━━━ Extracted data ━━━

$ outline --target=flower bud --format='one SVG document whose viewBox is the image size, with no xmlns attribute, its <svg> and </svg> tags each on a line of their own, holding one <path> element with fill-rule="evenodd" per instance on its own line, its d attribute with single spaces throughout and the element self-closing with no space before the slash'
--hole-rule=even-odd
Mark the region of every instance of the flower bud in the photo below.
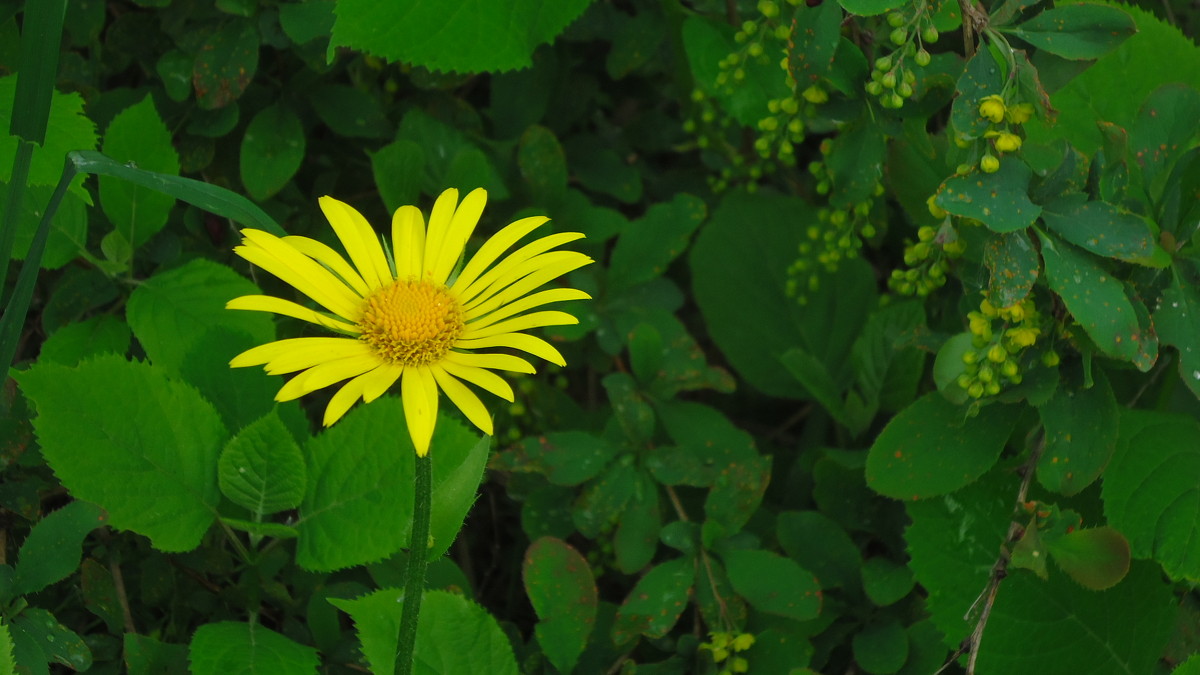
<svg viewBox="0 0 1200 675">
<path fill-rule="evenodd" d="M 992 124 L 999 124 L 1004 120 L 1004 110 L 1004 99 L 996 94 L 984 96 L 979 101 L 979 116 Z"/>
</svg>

━━━
━━━ Extracted data ━━━

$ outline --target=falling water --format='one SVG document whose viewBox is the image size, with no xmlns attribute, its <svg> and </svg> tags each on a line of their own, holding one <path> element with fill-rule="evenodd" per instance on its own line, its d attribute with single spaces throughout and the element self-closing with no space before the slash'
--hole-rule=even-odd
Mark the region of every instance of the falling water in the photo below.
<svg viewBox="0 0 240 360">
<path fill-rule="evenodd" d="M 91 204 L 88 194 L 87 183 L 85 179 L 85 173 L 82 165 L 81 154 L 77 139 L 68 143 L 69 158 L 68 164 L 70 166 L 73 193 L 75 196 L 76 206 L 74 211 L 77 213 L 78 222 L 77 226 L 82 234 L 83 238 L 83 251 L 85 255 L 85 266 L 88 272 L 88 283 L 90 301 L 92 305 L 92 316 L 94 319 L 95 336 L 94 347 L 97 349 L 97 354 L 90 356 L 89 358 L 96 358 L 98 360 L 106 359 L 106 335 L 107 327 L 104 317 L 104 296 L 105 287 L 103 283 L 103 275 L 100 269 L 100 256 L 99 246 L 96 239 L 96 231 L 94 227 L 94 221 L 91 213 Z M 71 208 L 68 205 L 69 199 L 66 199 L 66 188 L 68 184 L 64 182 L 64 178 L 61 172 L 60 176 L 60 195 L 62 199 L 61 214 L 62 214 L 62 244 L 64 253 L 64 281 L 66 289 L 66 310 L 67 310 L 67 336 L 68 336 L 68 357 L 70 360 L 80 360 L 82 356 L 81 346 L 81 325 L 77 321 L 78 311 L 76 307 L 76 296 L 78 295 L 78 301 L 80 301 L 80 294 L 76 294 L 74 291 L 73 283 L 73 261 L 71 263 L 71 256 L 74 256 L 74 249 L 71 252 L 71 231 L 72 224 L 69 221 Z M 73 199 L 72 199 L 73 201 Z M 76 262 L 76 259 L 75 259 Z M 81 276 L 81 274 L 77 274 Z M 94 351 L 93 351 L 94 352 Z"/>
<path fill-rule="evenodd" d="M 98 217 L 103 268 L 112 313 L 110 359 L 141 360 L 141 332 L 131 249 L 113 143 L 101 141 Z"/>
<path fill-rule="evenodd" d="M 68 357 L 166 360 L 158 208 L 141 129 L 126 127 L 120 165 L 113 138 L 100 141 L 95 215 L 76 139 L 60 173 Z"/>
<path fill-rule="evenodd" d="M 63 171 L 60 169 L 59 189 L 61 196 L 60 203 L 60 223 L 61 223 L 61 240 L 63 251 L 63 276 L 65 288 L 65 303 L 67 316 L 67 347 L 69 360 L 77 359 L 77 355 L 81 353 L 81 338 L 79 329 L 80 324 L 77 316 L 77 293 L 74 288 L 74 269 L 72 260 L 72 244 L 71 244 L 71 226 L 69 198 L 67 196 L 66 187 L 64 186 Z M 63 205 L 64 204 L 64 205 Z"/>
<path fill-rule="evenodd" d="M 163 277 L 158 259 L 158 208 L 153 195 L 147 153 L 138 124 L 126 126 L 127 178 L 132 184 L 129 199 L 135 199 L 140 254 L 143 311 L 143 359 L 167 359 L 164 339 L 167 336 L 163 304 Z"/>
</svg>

━━━
━━━ Extracted data ━━━

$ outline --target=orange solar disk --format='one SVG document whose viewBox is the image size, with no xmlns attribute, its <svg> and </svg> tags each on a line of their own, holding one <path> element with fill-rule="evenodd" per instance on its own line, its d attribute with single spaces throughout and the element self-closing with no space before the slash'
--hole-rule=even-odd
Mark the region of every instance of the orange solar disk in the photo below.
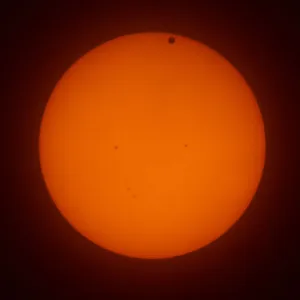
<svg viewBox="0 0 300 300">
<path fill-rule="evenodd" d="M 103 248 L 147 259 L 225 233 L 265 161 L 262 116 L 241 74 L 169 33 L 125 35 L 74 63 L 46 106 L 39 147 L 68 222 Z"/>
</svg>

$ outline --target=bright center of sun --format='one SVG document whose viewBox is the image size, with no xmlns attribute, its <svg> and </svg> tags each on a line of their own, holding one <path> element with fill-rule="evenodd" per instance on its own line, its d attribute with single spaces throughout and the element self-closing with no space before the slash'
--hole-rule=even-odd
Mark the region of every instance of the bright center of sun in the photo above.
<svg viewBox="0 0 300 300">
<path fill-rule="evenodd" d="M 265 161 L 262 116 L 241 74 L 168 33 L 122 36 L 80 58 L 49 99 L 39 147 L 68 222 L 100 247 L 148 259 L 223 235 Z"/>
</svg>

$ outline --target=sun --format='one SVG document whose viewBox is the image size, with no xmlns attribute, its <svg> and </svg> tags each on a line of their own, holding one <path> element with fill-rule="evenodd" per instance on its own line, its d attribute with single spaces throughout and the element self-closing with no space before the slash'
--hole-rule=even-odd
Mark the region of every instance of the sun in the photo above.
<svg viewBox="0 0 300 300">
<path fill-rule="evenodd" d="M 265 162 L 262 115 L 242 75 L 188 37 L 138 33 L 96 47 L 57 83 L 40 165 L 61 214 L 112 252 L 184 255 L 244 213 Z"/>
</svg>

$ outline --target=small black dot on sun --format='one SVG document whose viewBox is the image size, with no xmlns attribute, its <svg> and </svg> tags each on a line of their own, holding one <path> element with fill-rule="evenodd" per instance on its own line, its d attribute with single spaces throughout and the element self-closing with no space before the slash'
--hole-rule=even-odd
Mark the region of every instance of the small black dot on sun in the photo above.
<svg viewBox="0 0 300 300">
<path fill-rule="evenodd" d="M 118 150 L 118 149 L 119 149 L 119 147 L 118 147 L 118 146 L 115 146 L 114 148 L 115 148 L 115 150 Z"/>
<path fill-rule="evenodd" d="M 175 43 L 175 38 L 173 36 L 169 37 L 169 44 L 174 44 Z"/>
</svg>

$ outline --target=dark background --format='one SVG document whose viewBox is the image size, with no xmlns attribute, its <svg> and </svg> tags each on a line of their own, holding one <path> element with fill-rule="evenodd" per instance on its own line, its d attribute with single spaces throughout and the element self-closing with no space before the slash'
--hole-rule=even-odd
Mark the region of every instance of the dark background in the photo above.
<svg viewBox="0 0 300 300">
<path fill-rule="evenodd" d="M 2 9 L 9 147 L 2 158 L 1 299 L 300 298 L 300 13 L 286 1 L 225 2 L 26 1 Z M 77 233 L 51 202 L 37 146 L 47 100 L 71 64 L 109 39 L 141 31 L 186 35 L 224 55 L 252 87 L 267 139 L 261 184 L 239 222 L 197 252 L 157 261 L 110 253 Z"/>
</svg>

━━━

■ Exercise ■
A verbatim transcription is needed of the lines above, starting at the line with "Mark the region of every instance of the sun" and ending at the line with "outline --target=dark background", both included, and of nothing else.

■ Response area ■
Mark the region of every instance of the sun in the photo above.
<svg viewBox="0 0 300 300">
<path fill-rule="evenodd" d="M 265 162 L 262 115 L 242 75 L 188 37 L 138 33 L 96 47 L 57 83 L 40 165 L 61 214 L 112 252 L 184 255 L 244 213 Z"/>
</svg>

$ outline --target=small black dot on sun --format='one SVG document whose viewBox is the image size, with no xmlns attribute, its <svg> and </svg> tags each on a line of their own, holding one <path> element with fill-rule="evenodd" per instance on its own line, its d attribute with single spaces throughout and the element self-closing with no space before the slash'
--hole-rule=even-odd
Mark the region of every instance of the small black dot on sun in the photo above.
<svg viewBox="0 0 300 300">
<path fill-rule="evenodd" d="M 118 150 L 118 149 L 119 149 L 119 147 L 118 147 L 118 146 L 115 146 L 114 148 L 115 148 L 115 150 Z"/>
<path fill-rule="evenodd" d="M 175 43 L 175 38 L 173 36 L 169 37 L 169 44 L 174 44 Z"/>
</svg>

$ outline --target=dark background --format='one SVG document whose viewBox is the image size, with no xmlns attribute, its <svg> and </svg> tags each on a line of their own, holding one <path> element with fill-rule="evenodd" per instance on its own line, its d attribute with single spaces throughout and the element self-closing with no space before the slash'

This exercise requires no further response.